_RICHIESTA ASSEGNATA_: Trascriva integralmente tutte le righe dei dati che seguono, senza apportarvi alcuna modifica.

====== DATI FORNITI ======

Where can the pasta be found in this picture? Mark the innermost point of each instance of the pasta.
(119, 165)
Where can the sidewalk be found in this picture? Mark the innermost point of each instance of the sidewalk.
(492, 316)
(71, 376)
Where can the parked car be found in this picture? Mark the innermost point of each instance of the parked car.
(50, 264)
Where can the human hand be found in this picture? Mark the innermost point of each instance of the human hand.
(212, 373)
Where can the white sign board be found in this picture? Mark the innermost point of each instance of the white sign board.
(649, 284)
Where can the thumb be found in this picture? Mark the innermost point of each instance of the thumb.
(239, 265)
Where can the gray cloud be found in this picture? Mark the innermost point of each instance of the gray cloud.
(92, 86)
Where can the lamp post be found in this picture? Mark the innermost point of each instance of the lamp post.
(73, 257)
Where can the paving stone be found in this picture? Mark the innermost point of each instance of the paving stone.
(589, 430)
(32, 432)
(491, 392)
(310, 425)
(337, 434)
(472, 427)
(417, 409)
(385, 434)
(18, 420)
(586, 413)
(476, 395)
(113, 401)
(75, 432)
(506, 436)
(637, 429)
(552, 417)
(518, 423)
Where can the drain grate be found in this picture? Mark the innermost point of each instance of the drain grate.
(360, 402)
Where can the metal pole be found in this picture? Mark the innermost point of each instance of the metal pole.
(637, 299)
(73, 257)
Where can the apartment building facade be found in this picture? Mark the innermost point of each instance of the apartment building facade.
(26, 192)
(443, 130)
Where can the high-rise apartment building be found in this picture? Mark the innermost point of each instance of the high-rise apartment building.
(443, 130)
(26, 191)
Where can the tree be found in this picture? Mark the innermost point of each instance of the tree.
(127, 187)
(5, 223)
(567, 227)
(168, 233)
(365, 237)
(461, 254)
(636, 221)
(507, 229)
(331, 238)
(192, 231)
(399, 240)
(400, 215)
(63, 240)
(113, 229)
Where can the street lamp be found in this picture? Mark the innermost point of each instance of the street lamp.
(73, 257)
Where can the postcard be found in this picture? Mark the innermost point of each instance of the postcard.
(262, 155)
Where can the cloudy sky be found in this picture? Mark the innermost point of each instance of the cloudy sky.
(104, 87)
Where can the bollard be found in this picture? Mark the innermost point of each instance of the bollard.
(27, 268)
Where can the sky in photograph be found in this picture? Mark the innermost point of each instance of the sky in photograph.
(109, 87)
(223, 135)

======

_RISPOSTA AL COMPITO_:
Where can the pasta be found in this picture? Mark the innermost point of each instance of the pasta.
(119, 165)
Where can the sidewalk be found in this picture? Mark the innermost point of each instance of the sidewalk.
(492, 316)
(71, 376)
Where can the parked car be found in this picture? Mark the innermost point of each instance of the parked car.
(50, 264)
Where can the human hand be found in this picture? Mark the innermost point of each instance of the human hand.
(212, 373)
Where can the white sign board be found in this picture? Mark the innermost point of each instance of the white sign board.
(649, 284)
Where can the thumb be found in this picture? Mark the innermost point of each instance of the thumb.
(239, 265)
Where can the gray cloud be found in this picture? Mark the innermost point of each instance of the gray cloud.
(92, 86)
Where can the lamp post be found in this picture? Mark the innermost point of each instance of the lamp post.
(73, 257)
Where can the paving stone be found in this picture? Mark the innermost point of each instance of the paving stone.
(589, 430)
(32, 432)
(491, 392)
(310, 425)
(337, 434)
(472, 427)
(417, 409)
(385, 434)
(18, 420)
(586, 413)
(476, 395)
(113, 401)
(75, 432)
(506, 436)
(637, 429)
(552, 417)
(518, 423)
Where can the drain grate be found in this picture? Mark the innermost point of each instance of the drain grate.
(360, 402)
Where can the metal pole be found in this picture? Mark the innermost point of each instance of the metal pole.
(637, 299)
(73, 257)
Where can the apartment building facade be found in this picture? Mark the innermost point of each instance of the apartment building facade.
(26, 192)
(443, 130)
Where can the high-rise apartment building be found in this picture? Mark the innermost point of each instance of the high-rise apartment building.
(443, 130)
(26, 191)
Where can the tree be found in this picture? Mark the innermost point of each instance of the tree.
(127, 187)
(5, 223)
(567, 227)
(168, 233)
(365, 237)
(461, 254)
(636, 221)
(507, 229)
(331, 238)
(192, 231)
(399, 240)
(400, 215)
(63, 240)
(113, 229)
Where can the street lamp be found in this picture? Mark the innermost point of each instance of the street lamp.
(73, 257)
Where can the postcard be found in this picture? Mark the innermost point of each instance of the postcard.
(262, 155)
Where can the cloudy sky be found in this picture? Mark the innermost point of each instance of the cloudy sky.
(104, 87)
Where can the bollard be found in this picture? Mark the innermost point of each instance of the bollard.
(27, 268)
Where can the sky in photograph be found in this picture? Mark the innermost point of each instance of the sky in photograph.
(109, 87)
(223, 135)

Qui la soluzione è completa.